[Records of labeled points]
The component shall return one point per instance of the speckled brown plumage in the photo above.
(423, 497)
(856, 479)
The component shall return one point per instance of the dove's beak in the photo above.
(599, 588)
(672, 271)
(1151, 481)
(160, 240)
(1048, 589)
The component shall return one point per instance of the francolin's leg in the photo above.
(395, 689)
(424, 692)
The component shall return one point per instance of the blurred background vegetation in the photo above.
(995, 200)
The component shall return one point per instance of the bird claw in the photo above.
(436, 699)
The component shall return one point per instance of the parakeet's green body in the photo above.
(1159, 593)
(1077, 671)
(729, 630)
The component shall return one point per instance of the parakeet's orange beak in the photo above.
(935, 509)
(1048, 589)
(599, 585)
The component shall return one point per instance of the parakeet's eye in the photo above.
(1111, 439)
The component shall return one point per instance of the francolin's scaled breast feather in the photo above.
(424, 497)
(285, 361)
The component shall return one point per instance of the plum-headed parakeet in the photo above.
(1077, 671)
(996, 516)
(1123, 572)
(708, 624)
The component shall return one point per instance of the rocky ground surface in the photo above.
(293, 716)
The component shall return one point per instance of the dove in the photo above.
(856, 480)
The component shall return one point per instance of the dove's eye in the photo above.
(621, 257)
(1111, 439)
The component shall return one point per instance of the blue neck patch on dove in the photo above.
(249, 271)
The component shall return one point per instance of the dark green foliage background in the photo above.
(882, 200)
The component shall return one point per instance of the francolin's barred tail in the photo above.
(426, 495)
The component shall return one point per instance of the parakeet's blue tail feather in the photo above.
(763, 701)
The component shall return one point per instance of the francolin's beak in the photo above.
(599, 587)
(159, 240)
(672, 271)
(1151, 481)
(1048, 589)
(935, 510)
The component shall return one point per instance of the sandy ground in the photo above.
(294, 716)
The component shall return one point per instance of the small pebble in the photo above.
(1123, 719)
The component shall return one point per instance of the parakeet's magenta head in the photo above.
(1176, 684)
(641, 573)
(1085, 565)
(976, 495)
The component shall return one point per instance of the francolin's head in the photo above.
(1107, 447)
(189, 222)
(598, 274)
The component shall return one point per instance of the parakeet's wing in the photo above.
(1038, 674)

EXERCISE DESCRIPTION: Restate the whole listing exactly, leaving out nothing.

FINAL RESULT:
The component shall return one point per instance of the speckled brown plumage in the photo above.
(423, 497)
(856, 479)
The component shall return one point per instance of the dove's beak in the photo above.
(599, 588)
(672, 271)
(1151, 481)
(160, 240)
(1048, 589)
The component shall return one point per instance of the francolin's leg in the photo above.
(395, 689)
(424, 692)
The component shall return one point per instance of the blurred background vegetation in the photo above.
(995, 200)
The component shall return one point per instance of the bird claw in the photo above.
(436, 699)
The component shall return one point per instance of the parakeet's green body in the photo above.
(1159, 593)
(1077, 671)
(729, 630)
The component shall return one point per instance of the parakeet's orange beak in the photo above.
(935, 509)
(1048, 589)
(599, 585)
The component shall return one point per instance of the parakeet's eye in the photo above.
(1111, 439)
The component shall return one point per instance of the francolin's scaled breast feather in the photo above.
(424, 497)
(285, 361)
The component shall return one point per instance of the plum-headed parakeet in the photo above.
(1077, 671)
(996, 516)
(1123, 572)
(708, 624)
The component shall return one point per instance of the rocky ground surface in the photo above.
(293, 716)
The component shall return one point per instance of the dove in the photo above.
(856, 480)
The component shall return one point per instance of the dove's eye in the photo above.
(621, 257)
(1111, 439)
The component shall return one point per instance of the blue neck patch on dove in the photo above.
(249, 271)
The component shall return one point per instance of the dark green foliage background in the photo above.
(882, 200)
The component shall return one point per instance of the francolin's barred tail in the photo above.
(426, 495)
The component shall return one point per instance of the parakeet's blue tail feather in the photo above.
(763, 701)
The component shall return one point per instance of the francolin's beak in the photo above.
(599, 587)
(159, 240)
(672, 271)
(1151, 481)
(1048, 589)
(935, 510)
The component shall return one point per instance of the sandy ground in the photo above.
(294, 716)
The component shall return one point per instance of the small pebble in the photo above.
(1123, 719)
The component shall return one point per instance of the parakeet's magenta head in the photo above.
(1176, 684)
(641, 573)
(1085, 565)
(976, 495)
The component shall return one point per instance of the francolin's head in the photo above.
(1107, 447)
(189, 222)
(598, 274)
The component shall return one point per instance of the parakeet's wing in the photo above.
(1038, 674)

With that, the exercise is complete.